◆ REQUIREMENT: The records are given next. Repeat each one exactly.
START GIVEN INFORMATION
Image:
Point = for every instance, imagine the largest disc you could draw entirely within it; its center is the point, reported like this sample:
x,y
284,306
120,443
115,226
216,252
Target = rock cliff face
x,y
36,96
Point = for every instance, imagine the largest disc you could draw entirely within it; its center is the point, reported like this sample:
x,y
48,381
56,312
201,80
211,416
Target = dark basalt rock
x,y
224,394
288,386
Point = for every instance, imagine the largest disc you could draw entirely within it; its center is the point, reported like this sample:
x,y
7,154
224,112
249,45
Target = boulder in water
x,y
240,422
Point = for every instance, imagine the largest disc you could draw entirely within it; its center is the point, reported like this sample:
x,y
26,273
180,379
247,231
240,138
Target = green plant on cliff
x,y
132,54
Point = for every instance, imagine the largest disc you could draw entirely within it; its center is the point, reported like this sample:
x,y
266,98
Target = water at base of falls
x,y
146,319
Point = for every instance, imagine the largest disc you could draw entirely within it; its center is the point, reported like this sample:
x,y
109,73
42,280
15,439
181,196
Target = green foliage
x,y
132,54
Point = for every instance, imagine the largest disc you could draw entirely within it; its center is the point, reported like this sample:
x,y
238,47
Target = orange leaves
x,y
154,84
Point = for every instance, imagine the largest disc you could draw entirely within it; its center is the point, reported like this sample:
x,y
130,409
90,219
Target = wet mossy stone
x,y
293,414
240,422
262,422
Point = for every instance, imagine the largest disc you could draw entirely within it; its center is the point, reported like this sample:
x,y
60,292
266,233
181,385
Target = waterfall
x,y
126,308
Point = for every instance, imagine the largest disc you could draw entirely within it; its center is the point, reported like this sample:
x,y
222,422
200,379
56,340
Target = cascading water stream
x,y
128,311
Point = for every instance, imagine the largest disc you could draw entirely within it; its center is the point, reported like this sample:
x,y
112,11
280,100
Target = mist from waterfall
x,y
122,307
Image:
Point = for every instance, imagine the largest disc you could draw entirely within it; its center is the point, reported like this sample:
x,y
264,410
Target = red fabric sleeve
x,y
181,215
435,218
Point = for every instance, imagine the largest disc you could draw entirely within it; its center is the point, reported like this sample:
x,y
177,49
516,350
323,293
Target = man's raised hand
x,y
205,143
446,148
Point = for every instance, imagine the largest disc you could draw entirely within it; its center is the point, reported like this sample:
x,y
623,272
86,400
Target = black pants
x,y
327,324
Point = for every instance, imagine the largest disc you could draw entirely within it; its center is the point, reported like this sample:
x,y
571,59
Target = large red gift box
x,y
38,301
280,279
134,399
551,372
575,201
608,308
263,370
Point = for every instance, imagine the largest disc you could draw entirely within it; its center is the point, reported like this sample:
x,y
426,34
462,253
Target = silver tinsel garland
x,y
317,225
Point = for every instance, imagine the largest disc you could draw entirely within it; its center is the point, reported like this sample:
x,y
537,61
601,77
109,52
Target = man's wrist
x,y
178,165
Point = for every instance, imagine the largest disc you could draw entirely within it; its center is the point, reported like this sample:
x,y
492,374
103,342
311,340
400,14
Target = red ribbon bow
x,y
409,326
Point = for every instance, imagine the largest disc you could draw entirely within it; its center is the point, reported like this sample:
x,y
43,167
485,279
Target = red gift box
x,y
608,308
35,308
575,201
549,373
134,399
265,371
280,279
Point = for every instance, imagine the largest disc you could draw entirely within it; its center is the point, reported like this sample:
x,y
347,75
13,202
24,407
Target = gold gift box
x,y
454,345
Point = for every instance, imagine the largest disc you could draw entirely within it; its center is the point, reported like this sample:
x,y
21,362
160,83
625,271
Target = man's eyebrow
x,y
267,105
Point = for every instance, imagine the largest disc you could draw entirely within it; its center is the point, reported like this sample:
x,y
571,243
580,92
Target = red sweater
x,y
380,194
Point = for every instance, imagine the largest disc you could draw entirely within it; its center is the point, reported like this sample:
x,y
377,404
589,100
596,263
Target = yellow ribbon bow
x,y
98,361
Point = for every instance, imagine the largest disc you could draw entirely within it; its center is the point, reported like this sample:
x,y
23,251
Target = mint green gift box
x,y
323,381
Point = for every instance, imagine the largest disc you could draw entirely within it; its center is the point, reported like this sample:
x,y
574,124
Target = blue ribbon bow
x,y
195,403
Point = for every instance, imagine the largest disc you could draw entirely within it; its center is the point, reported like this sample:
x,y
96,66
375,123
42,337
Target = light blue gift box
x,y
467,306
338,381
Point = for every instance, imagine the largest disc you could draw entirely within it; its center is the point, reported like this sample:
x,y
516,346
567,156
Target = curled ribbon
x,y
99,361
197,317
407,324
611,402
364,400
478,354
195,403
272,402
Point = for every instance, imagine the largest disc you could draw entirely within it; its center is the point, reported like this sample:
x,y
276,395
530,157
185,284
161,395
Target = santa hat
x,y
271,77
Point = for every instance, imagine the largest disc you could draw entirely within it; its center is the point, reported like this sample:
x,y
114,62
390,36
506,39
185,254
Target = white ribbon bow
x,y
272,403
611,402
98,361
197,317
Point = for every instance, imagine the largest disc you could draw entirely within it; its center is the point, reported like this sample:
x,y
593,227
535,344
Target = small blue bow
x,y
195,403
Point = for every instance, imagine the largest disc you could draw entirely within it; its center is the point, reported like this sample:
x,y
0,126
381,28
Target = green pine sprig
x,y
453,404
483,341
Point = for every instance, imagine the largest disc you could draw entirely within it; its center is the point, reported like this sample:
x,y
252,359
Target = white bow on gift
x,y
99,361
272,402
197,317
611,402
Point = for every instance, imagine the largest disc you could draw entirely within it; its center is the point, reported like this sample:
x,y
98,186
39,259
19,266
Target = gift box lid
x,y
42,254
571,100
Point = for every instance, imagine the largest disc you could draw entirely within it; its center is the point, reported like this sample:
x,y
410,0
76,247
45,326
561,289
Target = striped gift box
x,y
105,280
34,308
END GIVEN INFORMATION
◆ WRITTEN ANSWER:
Image:
Point = for every instance, imagine the largest disc you could draw entirely within it; its center is the point, reported like this sample:
x,y
284,306
120,443
115,226
216,252
Target = rock cliff face
x,y
36,96
Point = for every instance, imagine the largest disc you could draw entirely within it; its center is the point, reported like this sample:
x,y
48,381
56,312
201,80
211,416
Target = dark basalt rock
x,y
224,394
288,386
Point = for every instance, imagine the largest disc you could draw entirely within it; its center is the point, reported like this sample:
x,y
7,154
224,112
249,45
Target = boulder in water
x,y
240,422
Point = for every instance, imagine the largest disc you could draw entirely within it; its center is the point, reported like this sample:
x,y
26,273
180,379
247,231
240,138
Target = green plant on cliff
x,y
132,54
Point = for every instance, imagine the largest disc you could draw entirely within it; its center is the point, reported like this sample:
x,y
266,98
Target = water at base of falls
x,y
146,319
Point = for every instance, imagine the largest disc you could draw entirely within it; its center is the point, reported like this sample:
x,y
109,73
42,280
15,439
181,196
Target = green foliage
x,y
132,54
Point = for every instance, imagine the largest disc you could draw entirely within it; its center is the point, reported like this sample:
x,y
238,47
Target = orange leaves
x,y
154,84
Point = for every instance, imagine the largest disc you could draw entirely within it; its center is the point, reported like this sample:
x,y
130,409
90,219
Target = wet mossy stone
x,y
293,414
240,422
262,422
Point = for every instance, imagine the largest disc you could draw entirely within it; its center is the point, reported like this sample:
x,y
60,292
266,233
181,385
Target = waterfall
x,y
126,308
Point = for every instance, imagine the largest disc you could draw entirely within it; its center is the point, reported like this sample:
x,y
222,422
200,379
56,340
Target = cascading water stream
x,y
128,311
Point = for every instance, imagine the largest disc you could draw entirely within it; its center is the point, reported like this sample:
x,y
112,11
280,100
Target = mist from waterfall
x,y
122,307
Image:
Point = for every instance, imagine the largest disc you could draw entirely within it; its center is the point, reported like this sample:
x,y
264,410
Target = red fabric sleeve
x,y
181,215
435,218
Point = for every instance, imagine the largest disc you could draw entirely within it; its center is the point, reported like this sample:
x,y
177,49
516,350
323,293
Target = man's raised hand
x,y
205,143
446,148
Point = for every instance, imagine the largest disc you could draw entirely within it; its center is the point, reported like this sample:
x,y
623,272
86,400
Target = black pants
x,y
327,324
Point = for every instance, imagine the largest disc you could draw entirely within it; its center is the point, reported like this sample:
x,y
571,59
Target = large red gift box
x,y
38,301
280,279
134,399
551,372
575,201
608,308
263,370
Point = for every instance, imagine the largest disc you could draw entirely within it; its center is the point, reported like this sample:
x,y
426,34
462,253
Target = silver tinsel garland
x,y
317,225
Point = for every instance, imagine the largest disc you could draw entirely within it; its center is the point, reported like this sample:
x,y
537,61
601,77
109,52
Target = man's wrist
x,y
178,165
Point = for every instance, imagine the largest disc you could draw entirely within it; its center is the point, reported like this sample:
x,y
492,374
103,342
311,340
400,14
Target = red ribbon bow
x,y
409,326
Point = for every instance, imagine the largest disc you could draw entirely within it; its center is the point, reported like this sample:
x,y
43,167
485,279
Target = red gift box
x,y
608,308
35,308
575,201
549,373
134,399
265,371
280,279
Point = for every instance, imagine the largest disc you could draw entirely within it; its center is the point, reported like this sample:
x,y
347,75
13,202
24,407
Target = gold gift box
x,y
454,345
Point = for every instance, imagine the largest disc you could draw entirely within it; its center is the point, reported like this sample:
x,y
21,362
160,83
625,271
Target = man's eyebrow
x,y
267,105
Point = for every instance, imagine the largest disc you could draw entirely within it; its center is the point, reported like this sample:
x,y
571,243
580,92
Target = red sweater
x,y
380,194
Point = for every instance, imagine the largest disc you could draw entirely within it; its center is the point, reported like this sample:
x,y
377,404
589,100
596,263
Target = yellow ribbon bow
x,y
98,361
Point = for every instance, imagine the largest disc you could draw entirely within it; its center is the point, reported like this sample:
x,y
23,251
Target = mint green gift box
x,y
323,381
Point = for every instance, imagine the largest disc you could draw entirely within it; its center is the point, reported like this sample:
x,y
574,124
Target = blue ribbon bow
x,y
195,403
Point = for every instance, imagine the largest disc you could draw entirely within it; its center is the point, reported like this sample:
x,y
96,66
375,123
42,337
Target = light blue gift box
x,y
467,306
338,381
Point = for every instance, imagine the largest disc you could draw entirely within it; its center is the point, reported like this sample:
x,y
516,346
567,156
Target = curled ribbon
x,y
99,361
197,317
407,324
611,402
364,400
478,354
195,403
272,402
Point = for every instance, imagine the largest disc you could draw entirely within it; its center is the point, reported like this sample:
x,y
276,395
530,157
185,284
161,395
Target = santa hat
x,y
271,77
Point = for every instance, imagine the largest disc you could draw entirely within it; its center is the point, reported like this sample:
x,y
114,62
390,36
506,39
185,254
Target = white ribbon bow
x,y
272,403
611,402
98,361
197,317
Point = for every instance, imagine the largest disc you could draw entirely within it; its center is the point, reported like this sample:
x,y
593,227
535,344
Target = small blue bow
x,y
195,403
Point = for every instance, imagine the largest disc you could draw entirely within it; its center is the point, reported like this sample:
x,y
0,126
381,28
Target = green pine sprig
x,y
453,404
483,341
Point = for every instance, imagine the largest disc you could draw entirely within it; its center is the point, reported like this sample:
x,y
252,359
Target = white bow on gift
x,y
99,361
272,402
197,317
611,402
Point = for every instance, imagine the largest disc you could draw entirely within it; its center is the point, reported like this sample:
x,y
98,186
39,259
19,266
Target = gift box lid
x,y
42,254
571,100
Point = for every instance, imagine the largest disc you could draw entirely within it; its center is the point, reported like this sample:
x,y
410,0
76,247
45,326
561,289
Target = striped gift box
x,y
105,280
34,308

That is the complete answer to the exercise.